[Exercise objective]:
In the material, take the lines from the one containing "Could you please identify the yellow-green" through the last line and swap every "put a dot on" for "place a marker on". Change nothing else, and give back only those lines.

(Point-based annotation data)
** BEGIN **

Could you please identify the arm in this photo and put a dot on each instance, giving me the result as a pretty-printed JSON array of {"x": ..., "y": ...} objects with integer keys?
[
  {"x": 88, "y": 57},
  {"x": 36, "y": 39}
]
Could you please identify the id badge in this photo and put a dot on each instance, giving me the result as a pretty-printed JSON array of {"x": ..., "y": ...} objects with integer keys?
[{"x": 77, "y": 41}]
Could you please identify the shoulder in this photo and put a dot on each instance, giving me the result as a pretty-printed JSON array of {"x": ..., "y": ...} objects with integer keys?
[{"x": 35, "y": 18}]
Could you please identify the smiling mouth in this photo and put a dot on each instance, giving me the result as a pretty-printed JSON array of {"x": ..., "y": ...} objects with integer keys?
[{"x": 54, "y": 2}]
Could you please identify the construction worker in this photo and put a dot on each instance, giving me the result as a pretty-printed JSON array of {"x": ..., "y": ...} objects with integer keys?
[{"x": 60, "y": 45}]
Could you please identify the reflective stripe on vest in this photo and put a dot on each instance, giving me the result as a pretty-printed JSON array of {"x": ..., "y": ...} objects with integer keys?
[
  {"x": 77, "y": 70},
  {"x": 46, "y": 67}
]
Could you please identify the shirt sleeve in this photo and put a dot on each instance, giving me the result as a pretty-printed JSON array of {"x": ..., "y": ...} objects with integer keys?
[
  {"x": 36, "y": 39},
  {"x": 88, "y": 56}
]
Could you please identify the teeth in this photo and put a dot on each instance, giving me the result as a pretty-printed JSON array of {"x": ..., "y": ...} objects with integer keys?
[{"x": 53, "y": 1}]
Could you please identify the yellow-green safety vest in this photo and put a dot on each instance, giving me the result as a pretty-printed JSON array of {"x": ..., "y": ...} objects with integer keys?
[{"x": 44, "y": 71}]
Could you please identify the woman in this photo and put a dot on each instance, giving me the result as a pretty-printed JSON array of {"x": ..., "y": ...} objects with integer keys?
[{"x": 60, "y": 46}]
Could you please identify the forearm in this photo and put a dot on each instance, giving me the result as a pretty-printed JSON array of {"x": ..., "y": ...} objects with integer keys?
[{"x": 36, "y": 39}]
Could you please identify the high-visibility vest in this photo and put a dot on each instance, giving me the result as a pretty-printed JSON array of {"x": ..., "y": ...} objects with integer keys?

** END **

[Result of this exercise]:
Could you please identify the yellow-green safety vest in this photo and place a marker on each instance, giving me the result as a pretty-printed JSON array of {"x": ..., "y": ...} objects with integer keys?
[{"x": 44, "y": 71}]
Could you please identify the woman in this photo and place a marker on each instance, giving me the result as a pretty-printed JSON array of {"x": ..., "y": ...} objects with integer keys?
[{"x": 60, "y": 46}]
Could you please identify the forearm in this photo and place a marker on each instance, giving me the result as a pretty-printed JSON array of {"x": ..., "y": ...} objects with integer keys?
[{"x": 36, "y": 39}]
Could you please identify the high-visibility vest in this photo and place a marker on each instance, giving me the result as a pretty-printed JSON array of {"x": ..., "y": ...} objects with integer keys?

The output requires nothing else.